**** Given passage

‘I think the nation is ready for a conversation about our future.’ Joe Hockey, Australia’s hapless treasurer, fingered the ‘conversation’ trope reverently as if it were a worn rosary bead. Hockey exuded paternalistic concern and affable superiority. As ever, he knew what was best for us. It was as if Dad had noticed one of the kids needed a haircut or a clip over the ear for wasting grocery money on sweets. His actions, however, show rather less concern for future generations. By December the Abbott government will have doubled Labor’s debt.
Regrettably the Treasurer could not provide any real rationale for our nation being ready to talk about our futures. The dog ate his homework. He had been hoping to lean heavily on the government’s intergenerational report but its release has been held up by the political chaos rife in the party. Now his case was missing but, typically, that wasn’t holding him back. He was pressing on with the business of good government. He explained this to 3AW’s Neil Mitchell.
“I am doing the heavy lifting for my country,” Hockey said. “I am going to keep going because that’s what people say to me on the streets, ‘keep going, Joe’, and I am keeping going.”
However flatteringly he may choose to portray himself as the virtuous laborer in the vineyard of ‘reform’ for the media, the results paint a different picture of the Treasurer. He’s a gunner. Last year, for example, Hockey had promised the IGR (Intergenerational Report) by the end of December 2014. Its postponement means he has broken the Charter of Budget Honesty Act. The tax reform white paper is also overdue. These will form the basis for the “deeper conversation with the Australian people” that ‘gunner’ Hockey proposes to have with us.

********

• [Given task]
Carry on writing the piece about Treasurer Joe Hockey, picking up right after its final sentence. The items that come next are separate material and are not part of the piece about Joe Hockey.

**** Records supplied

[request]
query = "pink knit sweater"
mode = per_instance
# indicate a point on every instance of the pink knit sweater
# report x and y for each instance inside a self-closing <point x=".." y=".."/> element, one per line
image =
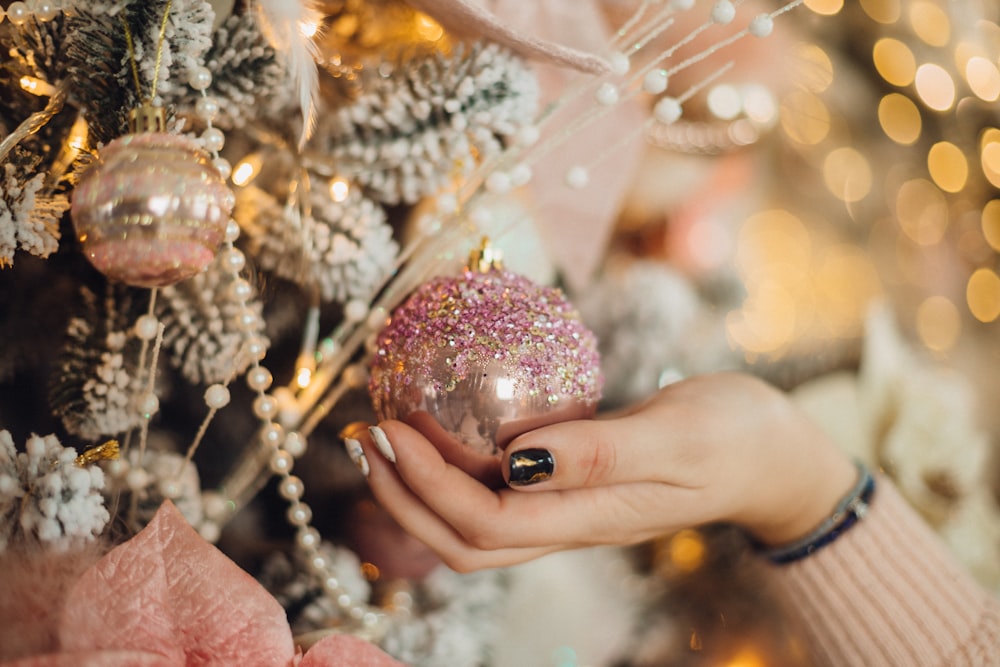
<point x="888" y="594"/>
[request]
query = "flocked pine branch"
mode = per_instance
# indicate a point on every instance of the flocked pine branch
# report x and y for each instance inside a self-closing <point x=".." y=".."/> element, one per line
<point x="202" y="331"/>
<point x="45" y="494"/>
<point x="29" y="217"/>
<point x="344" y="249"/>
<point x="248" y="81"/>
<point x="97" y="378"/>
<point x="417" y="129"/>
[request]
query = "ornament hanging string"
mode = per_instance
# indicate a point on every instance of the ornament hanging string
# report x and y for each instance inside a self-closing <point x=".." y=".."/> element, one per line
<point x="159" y="54"/>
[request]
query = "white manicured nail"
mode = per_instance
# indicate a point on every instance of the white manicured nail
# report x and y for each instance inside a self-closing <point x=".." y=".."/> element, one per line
<point x="357" y="455"/>
<point x="382" y="443"/>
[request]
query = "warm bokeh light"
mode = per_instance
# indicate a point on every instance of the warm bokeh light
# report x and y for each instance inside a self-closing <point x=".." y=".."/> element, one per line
<point x="930" y="22"/>
<point x="990" y="221"/>
<point x="938" y="323"/>
<point x="427" y="28"/>
<point x="922" y="211"/>
<point x="813" y="69"/>
<point x="935" y="86"/>
<point x="847" y="174"/>
<point x="687" y="550"/>
<point x="825" y="7"/>
<point x="899" y="118"/>
<point x="882" y="11"/>
<point x="804" y="118"/>
<point x="982" y="293"/>
<point x="340" y="188"/>
<point x="948" y="166"/>
<point x="989" y="156"/>
<point x="846" y="283"/>
<point x="894" y="61"/>
<point x="983" y="78"/>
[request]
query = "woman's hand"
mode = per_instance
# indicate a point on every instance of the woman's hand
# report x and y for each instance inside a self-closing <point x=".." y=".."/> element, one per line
<point x="723" y="447"/>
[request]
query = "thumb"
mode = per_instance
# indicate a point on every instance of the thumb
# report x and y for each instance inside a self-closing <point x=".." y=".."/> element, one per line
<point x="576" y="454"/>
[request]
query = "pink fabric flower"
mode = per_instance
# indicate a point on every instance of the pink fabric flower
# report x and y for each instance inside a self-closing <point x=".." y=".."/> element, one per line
<point x="167" y="597"/>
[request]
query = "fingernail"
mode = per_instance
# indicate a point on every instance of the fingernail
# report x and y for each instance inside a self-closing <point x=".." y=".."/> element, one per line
<point x="531" y="466"/>
<point x="382" y="443"/>
<point x="357" y="455"/>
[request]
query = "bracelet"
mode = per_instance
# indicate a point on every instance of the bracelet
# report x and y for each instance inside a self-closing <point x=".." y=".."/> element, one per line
<point x="852" y="508"/>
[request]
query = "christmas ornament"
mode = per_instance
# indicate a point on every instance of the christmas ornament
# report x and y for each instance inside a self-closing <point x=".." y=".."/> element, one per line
<point x="153" y="210"/>
<point x="489" y="354"/>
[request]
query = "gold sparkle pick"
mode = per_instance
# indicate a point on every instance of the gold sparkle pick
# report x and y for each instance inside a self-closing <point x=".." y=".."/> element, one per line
<point x="106" y="451"/>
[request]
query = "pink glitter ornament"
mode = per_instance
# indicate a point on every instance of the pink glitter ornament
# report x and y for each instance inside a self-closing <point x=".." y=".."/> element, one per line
<point x="489" y="355"/>
<point x="153" y="210"/>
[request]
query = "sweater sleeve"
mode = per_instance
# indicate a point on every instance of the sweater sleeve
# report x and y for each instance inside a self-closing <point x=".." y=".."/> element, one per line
<point x="889" y="593"/>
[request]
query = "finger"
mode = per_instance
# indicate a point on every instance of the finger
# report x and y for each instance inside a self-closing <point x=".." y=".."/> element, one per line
<point x="414" y="516"/>
<point x="491" y="520"/>
<point x="588" y="453"/>
<point x="482" y="466"/>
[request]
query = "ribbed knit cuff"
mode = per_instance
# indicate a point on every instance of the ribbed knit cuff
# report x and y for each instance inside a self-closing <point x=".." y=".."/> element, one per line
<point x="888" y="593"/>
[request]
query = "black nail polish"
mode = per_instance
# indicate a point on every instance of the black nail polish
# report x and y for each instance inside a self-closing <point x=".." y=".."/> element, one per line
<point x="530" y="466"/>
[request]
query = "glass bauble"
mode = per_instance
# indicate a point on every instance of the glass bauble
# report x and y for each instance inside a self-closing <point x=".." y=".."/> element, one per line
<point x="489" y="355"/>
<point x="153" y="210"/>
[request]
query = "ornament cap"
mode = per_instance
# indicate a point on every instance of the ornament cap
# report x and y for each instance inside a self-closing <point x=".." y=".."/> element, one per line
<point x="485" y="258"/>
<point x="147" y="118"/>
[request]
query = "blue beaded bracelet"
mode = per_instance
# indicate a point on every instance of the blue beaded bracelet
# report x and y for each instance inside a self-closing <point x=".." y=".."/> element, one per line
<point x="851" y="509"/>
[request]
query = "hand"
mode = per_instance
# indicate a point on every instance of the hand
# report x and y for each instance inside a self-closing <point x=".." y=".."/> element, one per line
<point x="723" y="447"/>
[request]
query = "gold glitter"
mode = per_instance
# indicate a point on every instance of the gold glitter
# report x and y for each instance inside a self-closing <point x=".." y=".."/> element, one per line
<point x="106" y="451"/>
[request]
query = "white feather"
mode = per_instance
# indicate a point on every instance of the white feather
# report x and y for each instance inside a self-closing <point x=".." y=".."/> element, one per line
<point x="282" y="22"/>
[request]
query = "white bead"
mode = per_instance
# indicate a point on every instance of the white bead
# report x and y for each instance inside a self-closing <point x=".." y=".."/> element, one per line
<point x="207" y="108"/>
<point x="213" y="139"/>
<point x="265" y="407"/>
<point x="46" y="11"/>
<point x="224" y="167"/>
<point x="18" y="13"/>
<point x="170" y="489"/>
<point x="520" y="175"/>
<point x="247" y="320"/>
<point x="217" y="396"/>
<point x="606" y="94"/>
<point x="209" y="531"/>
<point x="137" y="479"/>
<point x="147" y="326"/>
<point x="291" y="488"/>
<point x="200" y="78"/>
<point x="234" y="259"/>
<point x="498" y="183"/>
<point x="281" y="462"/>
<point x="318" y="563"/>
<point x="356" y="310"/>
<point x="299" y="514"/>
<point x="148" y="404"/>
<point x="761" y="25"/>
<point x="241" y="289"/>
<point x="577" y="177"/>
<point x="307" y="538"/>
<point x="272" y="434"/>
<point x="259" y="378"/>
<point x="255" y="348"/>
<point x="619" y="63"/>
<point x="294" y="444"/>
<point x="528" y="135"/>
<point x="655" y="81"/>
<point x="232" y="231"/>
<point x="215" y="505"/>
<point x="667" y="110"/>
<point x="723" y="12"/>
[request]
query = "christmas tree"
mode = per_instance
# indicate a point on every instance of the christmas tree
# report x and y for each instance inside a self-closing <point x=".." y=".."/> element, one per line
<point x="208" y="211"/>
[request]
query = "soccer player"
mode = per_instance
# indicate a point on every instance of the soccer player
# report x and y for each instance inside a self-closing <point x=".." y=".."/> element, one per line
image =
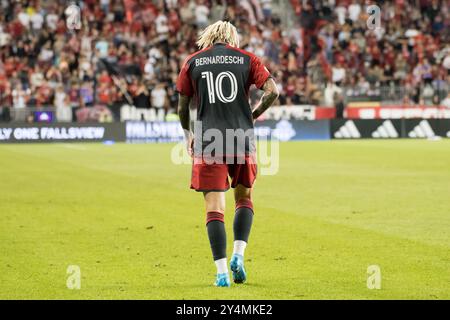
<point x="216" y="80"/>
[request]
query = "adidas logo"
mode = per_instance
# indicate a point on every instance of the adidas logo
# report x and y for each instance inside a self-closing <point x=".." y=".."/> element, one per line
<point x="348" y="130"/>
<point x="385" y="130"/>
<point x="422" y="130"/>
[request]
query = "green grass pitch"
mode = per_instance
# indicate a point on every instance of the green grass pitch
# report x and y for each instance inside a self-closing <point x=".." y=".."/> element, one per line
<point x="125" y="216"/>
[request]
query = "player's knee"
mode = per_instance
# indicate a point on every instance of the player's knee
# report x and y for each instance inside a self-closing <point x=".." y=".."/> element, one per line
<point x="244" y="202"/>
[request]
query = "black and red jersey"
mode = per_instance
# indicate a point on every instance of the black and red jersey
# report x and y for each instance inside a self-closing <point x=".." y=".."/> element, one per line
<point x="218" y="79"/>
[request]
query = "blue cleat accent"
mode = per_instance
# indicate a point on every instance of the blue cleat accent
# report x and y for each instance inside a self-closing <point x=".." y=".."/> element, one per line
<point x="222" y="280"/>
<point x="237" y="266"/>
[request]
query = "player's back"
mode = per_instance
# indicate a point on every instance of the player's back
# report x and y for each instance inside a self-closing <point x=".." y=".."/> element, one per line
<point x="220" y="77"/>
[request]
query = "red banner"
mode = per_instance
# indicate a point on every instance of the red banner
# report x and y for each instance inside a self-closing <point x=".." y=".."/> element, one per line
<point x="398" y="112"/>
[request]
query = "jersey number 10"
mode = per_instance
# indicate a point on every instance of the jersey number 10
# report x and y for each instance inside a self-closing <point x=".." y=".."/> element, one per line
<point x="215" y="87"/>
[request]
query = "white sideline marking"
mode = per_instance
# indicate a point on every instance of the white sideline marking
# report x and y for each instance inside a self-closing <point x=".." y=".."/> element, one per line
<point x="74" y="147"/>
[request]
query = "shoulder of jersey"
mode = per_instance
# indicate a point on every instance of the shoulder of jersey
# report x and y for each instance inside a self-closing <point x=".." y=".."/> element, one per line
<point x="251" y="55"/>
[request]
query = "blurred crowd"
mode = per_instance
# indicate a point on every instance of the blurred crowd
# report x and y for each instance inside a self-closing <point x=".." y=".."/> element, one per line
<point x="130" y="51"/>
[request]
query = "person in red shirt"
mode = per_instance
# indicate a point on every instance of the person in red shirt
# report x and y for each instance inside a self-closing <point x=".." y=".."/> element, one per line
<point x="217" y="80"/>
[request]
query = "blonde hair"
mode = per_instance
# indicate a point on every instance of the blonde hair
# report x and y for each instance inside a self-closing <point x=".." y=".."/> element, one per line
<point x="220" y="31"/>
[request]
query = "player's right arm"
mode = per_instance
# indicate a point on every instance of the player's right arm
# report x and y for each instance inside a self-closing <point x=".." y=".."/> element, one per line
<point x="186" y="91"/>
<point x="183" y="113"/>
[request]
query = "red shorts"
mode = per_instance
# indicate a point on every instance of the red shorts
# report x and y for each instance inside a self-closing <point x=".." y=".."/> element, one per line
<point x="214" y="177"/>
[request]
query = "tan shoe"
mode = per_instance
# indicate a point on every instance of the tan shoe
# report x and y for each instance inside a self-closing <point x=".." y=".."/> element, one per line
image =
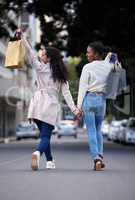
<point x="98" y="165"/>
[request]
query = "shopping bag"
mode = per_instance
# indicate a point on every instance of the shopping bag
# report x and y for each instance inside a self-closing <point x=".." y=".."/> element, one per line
<point x="15" y="54"/>
<point x="116" y="83"/>
<point x="122" y="81"/>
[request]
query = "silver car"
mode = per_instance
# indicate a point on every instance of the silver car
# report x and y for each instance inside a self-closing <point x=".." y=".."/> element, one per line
<point x="67" y="128"/>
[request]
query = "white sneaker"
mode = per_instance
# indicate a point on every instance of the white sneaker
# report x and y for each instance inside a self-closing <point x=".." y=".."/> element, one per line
<point x="50" y="165"/>
<point x="35" y="160"/>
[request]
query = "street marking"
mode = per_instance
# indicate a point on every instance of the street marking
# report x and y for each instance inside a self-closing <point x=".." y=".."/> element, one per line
<point x="11" y="161"/>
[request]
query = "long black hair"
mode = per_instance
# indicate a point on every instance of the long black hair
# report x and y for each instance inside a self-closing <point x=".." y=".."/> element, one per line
<point x="100" y="48"/>
<point x="59" y="70"/>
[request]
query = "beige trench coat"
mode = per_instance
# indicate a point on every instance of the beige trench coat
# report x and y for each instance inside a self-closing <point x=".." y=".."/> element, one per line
<point x="45" y="104"/>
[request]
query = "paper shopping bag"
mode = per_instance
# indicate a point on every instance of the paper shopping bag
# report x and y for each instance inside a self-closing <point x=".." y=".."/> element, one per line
<point x="15" y="55"/>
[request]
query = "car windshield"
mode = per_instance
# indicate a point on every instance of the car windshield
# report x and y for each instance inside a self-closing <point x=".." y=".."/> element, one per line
<point x="24" y="127"/>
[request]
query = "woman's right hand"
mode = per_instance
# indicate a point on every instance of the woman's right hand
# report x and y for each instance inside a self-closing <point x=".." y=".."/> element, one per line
<point x="18" y="33"/>
<point x="77" y="113"/>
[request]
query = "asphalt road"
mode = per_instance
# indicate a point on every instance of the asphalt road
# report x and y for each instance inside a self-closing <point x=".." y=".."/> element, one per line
<point x="73" y="178"/>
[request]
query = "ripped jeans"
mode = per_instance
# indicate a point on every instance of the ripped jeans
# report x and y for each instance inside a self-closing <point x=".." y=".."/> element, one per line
<point x="94" y="106"/>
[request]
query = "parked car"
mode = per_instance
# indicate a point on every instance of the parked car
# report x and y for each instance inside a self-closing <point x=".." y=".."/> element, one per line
<point x="27" y="130"/>
<point x="67" y="128"/>
<point x="130" y="131"/>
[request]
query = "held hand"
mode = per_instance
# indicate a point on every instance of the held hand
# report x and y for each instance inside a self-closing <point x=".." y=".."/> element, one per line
<point x="18" y="33"/>
<point x="77" y="113"/>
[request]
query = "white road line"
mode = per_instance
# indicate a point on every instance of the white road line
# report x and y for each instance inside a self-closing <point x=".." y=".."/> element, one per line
<point x="11" y="161"/>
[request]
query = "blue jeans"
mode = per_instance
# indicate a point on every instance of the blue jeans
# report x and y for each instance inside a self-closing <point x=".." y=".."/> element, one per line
<point x="94" y="110"/>
<point x="45" y="136"/>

********

• [The output]
Before bowling us over with the logic of IGR’s statistical trends, the Treasurer and his government would do well to ensure ‘the fundamentals are in place’ for a genuine dialogue. There is a lot of ground to make up. A first step would be for the government to demonstrate that it is genuinely interested in dialogue with the electorate. So far it has been simply driven by neo-liberal ‘dry’ economic ideology, an ideology that is imposed with the help of scare tactics and fear campaigns. Ideology not dialogue is what keeps Hockey and his government going.
Delaying the release of the report will also effectively curtail discussion as business interest and lobby groups have pointed out. Other commentators have suggested that the delay is in part due to the need to rewrite the tax paper to meet Abbott’s change of heart over any extension of the GST. Regardless of the cause, the result is to guillotine debate. Good faith has not been kept.
Conversations are founded on honesty, trust and mutual respect, Mr Hockey. Your surplus promise was not a good start. You promised: ‘we will achieve a surplus in our first year in office and we will achieve a surplus for every year of our first term. ’Broken election promises, meltdowns at the top, your government’s flip-flop policy changes mean that you have some huge repairs to make to your credibility before you can begin to engage in real dialogue.
Real dialogue is possible only when each party knows where the other stands. Right now it seems that you and your PM are not on the same page. Tony Abbott’s all for easing back from the ‘tough measures’ as you call them. But you are on the other track. You are not budging from austerity, despite its dismal record overseas. So which is the correct government policy? Is it ideologically dry or a little bit wet as a sop to the voters? A man cannot dance at two weddings with one behind, Joseph. If you want a national conversation you need to tell us where your party stands. And you need to tell the truth.
Honesty went out the window with your next act of duplicity, your debt and deficit drama. You wanted to scare us into accepting your ideologically driven budget agenda, an agenda which would have resulted in higher unemployment and a slowdown in the economy. This flea-bitten, threadbare pantomime warhorse needs retiring, Mr Hockey. It’s an embarrassing fake. Debt is not an issue in itself. What counts is the ratio of debt to GDP. On that we are in rude good health.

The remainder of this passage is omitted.